AIM OF THE EXERCISE »
In your copy, drop the images and return each record exactly as it stands.

TASK INPUTS »
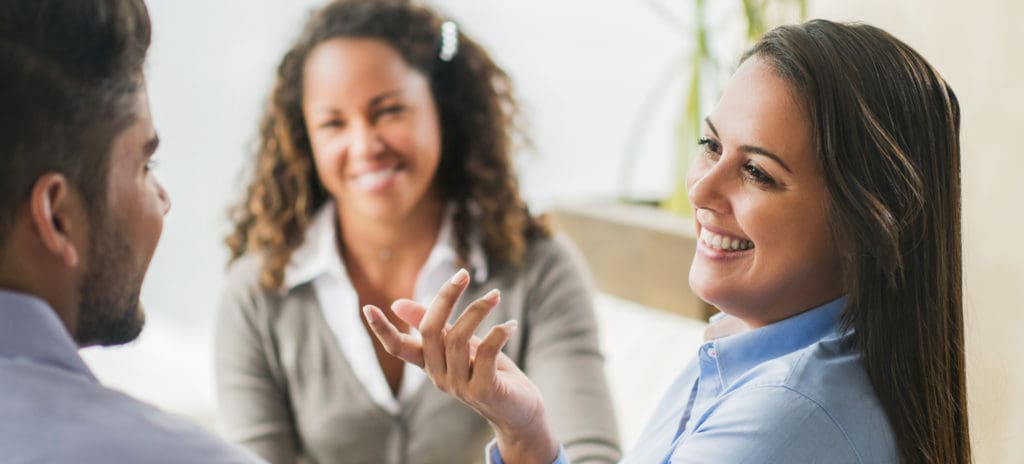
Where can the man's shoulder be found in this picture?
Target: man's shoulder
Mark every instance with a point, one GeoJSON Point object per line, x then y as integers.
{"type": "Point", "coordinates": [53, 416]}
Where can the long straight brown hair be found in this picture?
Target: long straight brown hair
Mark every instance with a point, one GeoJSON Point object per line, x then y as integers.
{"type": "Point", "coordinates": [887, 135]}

SOLUTION FOR THIS EXERCISE »
Where can the man's shoulder be found in this picture?
Target: man's shoulder
Mark every instance with a point, one GeoJSON Point object per line, x then y as integers.
{"type": "Point", "coordinates": [53, 416]}
Where can the long straight brown hair be found in this picture?
Target: long straight brown hair
Mark every instance with a point, one GeoJSON Point object per line, x then y as integers.
{"type": "Point", "coordinates": [887, 135]}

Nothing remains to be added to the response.